**Assignment**
Quote the part of the commit text that starts with the words containing "Fix ABISS batch" and ends with "(nn.Identity lightweight module)", copying it word for word.

**Passage shown**

####

Fix ABISS batch mode, remove silent fallback, skip model build on cache hit

Donglai Wei · claude · Donglai Wei · commit afa5ca04d355 · 2026-03-14T21:52:37.000-04:00
- ABISS batch merge-threshold: restore proper single-invocation mode (C++ binary
  already supports argv[8..N] batch thresholds natively), improve error message
- Remove silent _fallback_decode_connected_components that masked ABISS errors
  and produced garbage segmentations (0.918 vs 0.07 adapted_rand)
- Skip expensive model build + checkpoint load when cached _tta_prediction.h5
  files exist for all test/tune volumes (nn.Identity lightweight module)
- Add _skip_inference guard in test_pipeline to error early if cache miss
  occurs with a dummy model instead of running inference
- Fix on_test_end → on_test_epoch_end for Lightning self.log() compatibility

Co-Authored-By: Claude Opus 4.6 &lt;noreply@anthropic.com&gt;
diff --git a/connectomics/decoding/decoders/abiss.py b/connectomics/decoding/decoders/abiss.py
@@ -153,31 +153,6 @@ def _load_output(output_h5: Path, output_npy: Path, output_dataset: str) -> np.n
     return cast2dtype(seg)
 
 
-def _command_uses_run_abiss_single(cmd: str | Sequence[str]) -> bool:
-    if isinstance(cmd, str):
-        try:
-            tokens = shlex.split(cmd)
-        except ValueError:
-            return "run_abiss_single.py" in cmd
-        return any("run_abiss_single.py" in token for token in tokens)
-    return any("run_abiss_single.py" in str(token) for token in cmd)
-
-
-def _fallback_decode_connected_components(pred: np.ndarray) -> np.ndarray:
-    """Lightweight fallback when ABISS executable dependencies are unavailable."""

####

Referring expression data:
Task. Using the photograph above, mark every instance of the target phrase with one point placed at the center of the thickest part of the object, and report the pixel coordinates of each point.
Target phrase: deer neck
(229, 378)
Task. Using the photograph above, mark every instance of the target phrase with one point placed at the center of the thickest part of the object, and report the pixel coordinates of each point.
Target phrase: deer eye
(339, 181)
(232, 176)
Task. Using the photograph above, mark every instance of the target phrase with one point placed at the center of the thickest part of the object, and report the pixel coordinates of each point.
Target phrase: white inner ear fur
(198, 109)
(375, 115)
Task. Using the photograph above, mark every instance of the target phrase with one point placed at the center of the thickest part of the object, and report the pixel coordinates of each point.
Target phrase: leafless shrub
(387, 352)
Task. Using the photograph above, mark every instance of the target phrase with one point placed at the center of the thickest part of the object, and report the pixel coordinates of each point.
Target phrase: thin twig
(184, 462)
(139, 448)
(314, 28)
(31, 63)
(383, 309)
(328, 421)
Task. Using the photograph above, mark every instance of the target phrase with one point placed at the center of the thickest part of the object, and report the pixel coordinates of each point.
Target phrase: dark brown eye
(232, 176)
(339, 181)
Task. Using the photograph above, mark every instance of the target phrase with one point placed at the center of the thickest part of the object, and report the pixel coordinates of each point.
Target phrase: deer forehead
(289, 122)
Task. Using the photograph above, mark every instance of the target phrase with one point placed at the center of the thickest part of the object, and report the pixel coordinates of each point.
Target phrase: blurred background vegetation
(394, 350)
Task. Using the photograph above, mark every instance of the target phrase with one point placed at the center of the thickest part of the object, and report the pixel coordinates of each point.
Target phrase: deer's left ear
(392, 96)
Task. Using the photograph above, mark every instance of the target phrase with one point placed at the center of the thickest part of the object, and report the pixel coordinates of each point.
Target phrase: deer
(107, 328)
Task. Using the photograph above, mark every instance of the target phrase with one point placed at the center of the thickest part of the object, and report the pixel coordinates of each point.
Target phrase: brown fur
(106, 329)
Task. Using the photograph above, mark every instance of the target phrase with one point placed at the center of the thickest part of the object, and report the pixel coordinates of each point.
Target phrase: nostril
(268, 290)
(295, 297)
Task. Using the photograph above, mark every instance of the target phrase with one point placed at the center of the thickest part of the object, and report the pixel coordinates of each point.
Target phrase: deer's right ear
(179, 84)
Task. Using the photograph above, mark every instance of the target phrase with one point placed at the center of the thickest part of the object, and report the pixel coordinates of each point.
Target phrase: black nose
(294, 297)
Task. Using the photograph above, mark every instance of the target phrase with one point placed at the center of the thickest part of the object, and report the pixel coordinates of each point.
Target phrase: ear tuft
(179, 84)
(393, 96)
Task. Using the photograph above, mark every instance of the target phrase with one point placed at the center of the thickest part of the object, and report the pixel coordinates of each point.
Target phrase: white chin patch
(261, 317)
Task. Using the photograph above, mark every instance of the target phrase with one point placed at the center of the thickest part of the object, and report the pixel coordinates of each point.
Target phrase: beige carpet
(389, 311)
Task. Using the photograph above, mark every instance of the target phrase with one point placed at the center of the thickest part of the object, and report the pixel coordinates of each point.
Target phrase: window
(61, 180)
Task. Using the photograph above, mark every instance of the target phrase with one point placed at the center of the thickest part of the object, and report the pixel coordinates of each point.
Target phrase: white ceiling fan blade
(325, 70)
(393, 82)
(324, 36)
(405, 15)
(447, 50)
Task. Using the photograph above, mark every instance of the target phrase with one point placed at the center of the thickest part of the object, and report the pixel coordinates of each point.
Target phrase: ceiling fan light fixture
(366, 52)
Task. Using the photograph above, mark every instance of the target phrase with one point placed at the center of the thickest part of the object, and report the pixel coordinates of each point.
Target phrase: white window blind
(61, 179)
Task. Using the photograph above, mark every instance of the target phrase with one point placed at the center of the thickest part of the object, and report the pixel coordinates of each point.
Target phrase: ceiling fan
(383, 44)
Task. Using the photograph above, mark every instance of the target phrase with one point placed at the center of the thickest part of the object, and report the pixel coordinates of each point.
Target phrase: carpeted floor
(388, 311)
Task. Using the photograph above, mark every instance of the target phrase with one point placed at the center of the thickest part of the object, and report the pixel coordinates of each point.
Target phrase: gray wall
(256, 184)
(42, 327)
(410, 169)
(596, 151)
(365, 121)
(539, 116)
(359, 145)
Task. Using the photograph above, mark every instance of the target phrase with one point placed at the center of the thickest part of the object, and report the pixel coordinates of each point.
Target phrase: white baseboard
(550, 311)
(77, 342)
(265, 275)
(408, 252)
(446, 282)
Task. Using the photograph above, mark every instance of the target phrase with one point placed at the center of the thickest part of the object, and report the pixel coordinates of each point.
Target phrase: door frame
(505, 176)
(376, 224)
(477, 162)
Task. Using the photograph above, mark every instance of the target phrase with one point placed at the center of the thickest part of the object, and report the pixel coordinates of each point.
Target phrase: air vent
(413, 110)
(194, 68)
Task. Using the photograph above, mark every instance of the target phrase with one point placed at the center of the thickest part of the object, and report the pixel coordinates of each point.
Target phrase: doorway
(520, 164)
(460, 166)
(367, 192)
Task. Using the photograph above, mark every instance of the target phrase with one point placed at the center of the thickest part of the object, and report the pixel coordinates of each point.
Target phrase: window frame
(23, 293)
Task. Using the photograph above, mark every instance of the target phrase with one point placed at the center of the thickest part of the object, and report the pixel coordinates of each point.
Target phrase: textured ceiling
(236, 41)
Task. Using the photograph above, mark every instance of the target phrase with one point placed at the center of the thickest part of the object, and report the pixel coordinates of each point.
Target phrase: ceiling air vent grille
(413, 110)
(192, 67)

####

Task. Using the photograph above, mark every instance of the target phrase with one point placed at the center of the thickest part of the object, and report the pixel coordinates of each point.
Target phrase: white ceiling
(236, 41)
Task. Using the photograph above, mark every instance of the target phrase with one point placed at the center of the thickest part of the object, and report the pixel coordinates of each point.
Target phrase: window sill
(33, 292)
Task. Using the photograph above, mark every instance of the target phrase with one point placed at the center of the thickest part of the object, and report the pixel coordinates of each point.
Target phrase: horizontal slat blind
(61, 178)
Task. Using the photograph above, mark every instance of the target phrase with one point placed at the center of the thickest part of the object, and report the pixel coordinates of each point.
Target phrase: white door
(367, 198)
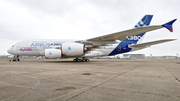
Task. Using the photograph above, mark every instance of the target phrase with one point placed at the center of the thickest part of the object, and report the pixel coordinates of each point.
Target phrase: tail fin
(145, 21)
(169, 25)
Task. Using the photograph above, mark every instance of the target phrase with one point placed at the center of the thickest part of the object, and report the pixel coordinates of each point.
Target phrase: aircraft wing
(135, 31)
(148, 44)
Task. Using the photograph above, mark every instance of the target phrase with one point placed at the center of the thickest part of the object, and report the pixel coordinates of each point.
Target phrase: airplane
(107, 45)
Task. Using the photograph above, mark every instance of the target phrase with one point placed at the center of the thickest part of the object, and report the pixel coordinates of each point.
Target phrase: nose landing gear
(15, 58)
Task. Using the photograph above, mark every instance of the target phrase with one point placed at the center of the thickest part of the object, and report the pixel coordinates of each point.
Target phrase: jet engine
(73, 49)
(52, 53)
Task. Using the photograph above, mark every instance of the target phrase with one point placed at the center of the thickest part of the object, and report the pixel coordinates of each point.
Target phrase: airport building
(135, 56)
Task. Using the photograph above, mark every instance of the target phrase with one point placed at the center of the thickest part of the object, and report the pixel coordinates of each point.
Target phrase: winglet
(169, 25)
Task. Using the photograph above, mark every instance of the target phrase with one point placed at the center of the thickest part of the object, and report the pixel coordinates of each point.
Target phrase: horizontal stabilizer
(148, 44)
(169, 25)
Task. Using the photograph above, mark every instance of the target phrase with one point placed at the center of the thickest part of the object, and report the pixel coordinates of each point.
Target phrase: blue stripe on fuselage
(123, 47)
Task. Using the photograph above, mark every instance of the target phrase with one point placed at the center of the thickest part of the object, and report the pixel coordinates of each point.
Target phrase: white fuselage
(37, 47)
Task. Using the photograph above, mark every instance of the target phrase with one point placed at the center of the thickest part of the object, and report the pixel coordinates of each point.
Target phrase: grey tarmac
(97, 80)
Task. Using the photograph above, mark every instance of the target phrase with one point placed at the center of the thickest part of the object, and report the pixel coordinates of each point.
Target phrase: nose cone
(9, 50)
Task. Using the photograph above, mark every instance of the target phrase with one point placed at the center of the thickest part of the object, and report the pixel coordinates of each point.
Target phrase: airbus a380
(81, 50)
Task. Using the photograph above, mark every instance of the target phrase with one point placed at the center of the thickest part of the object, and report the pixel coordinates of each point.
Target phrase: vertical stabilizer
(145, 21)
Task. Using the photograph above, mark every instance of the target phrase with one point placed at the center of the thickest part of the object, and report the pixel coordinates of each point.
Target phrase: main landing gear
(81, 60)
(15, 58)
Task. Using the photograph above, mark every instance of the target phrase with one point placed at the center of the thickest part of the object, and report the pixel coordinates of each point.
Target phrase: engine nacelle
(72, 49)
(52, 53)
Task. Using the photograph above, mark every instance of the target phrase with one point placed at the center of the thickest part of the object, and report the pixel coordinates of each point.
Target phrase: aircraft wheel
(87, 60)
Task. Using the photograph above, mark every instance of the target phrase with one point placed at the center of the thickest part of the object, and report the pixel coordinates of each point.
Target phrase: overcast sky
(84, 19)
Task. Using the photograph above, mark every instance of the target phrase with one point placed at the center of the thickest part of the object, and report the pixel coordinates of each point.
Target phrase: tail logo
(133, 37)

####

**Result for this exercise**
Fix ABISS batch mode, remove silent fallback, skip model build on cache hit

Donglai Wei · claude · Donglai Wei · commit afa5ca04d355 · 2026-03-14T21:52:37.000-04:00
- ABISS batch merge-threshold: restore proper single-invocation mode (C++ binary
  already supports argv[8..N] batch thresholds natively), improve error message
- Remove silent _fallback_decode_connected_components that masked ABISS errors
  and produced garbage segmentations (0.918 vs 0.07 adapted_rand)
- Skip expensive model build + checkpoint load when cached _tta_prediction.h5
  files exist for all test/tune volumes (nn.Identity lightweight module)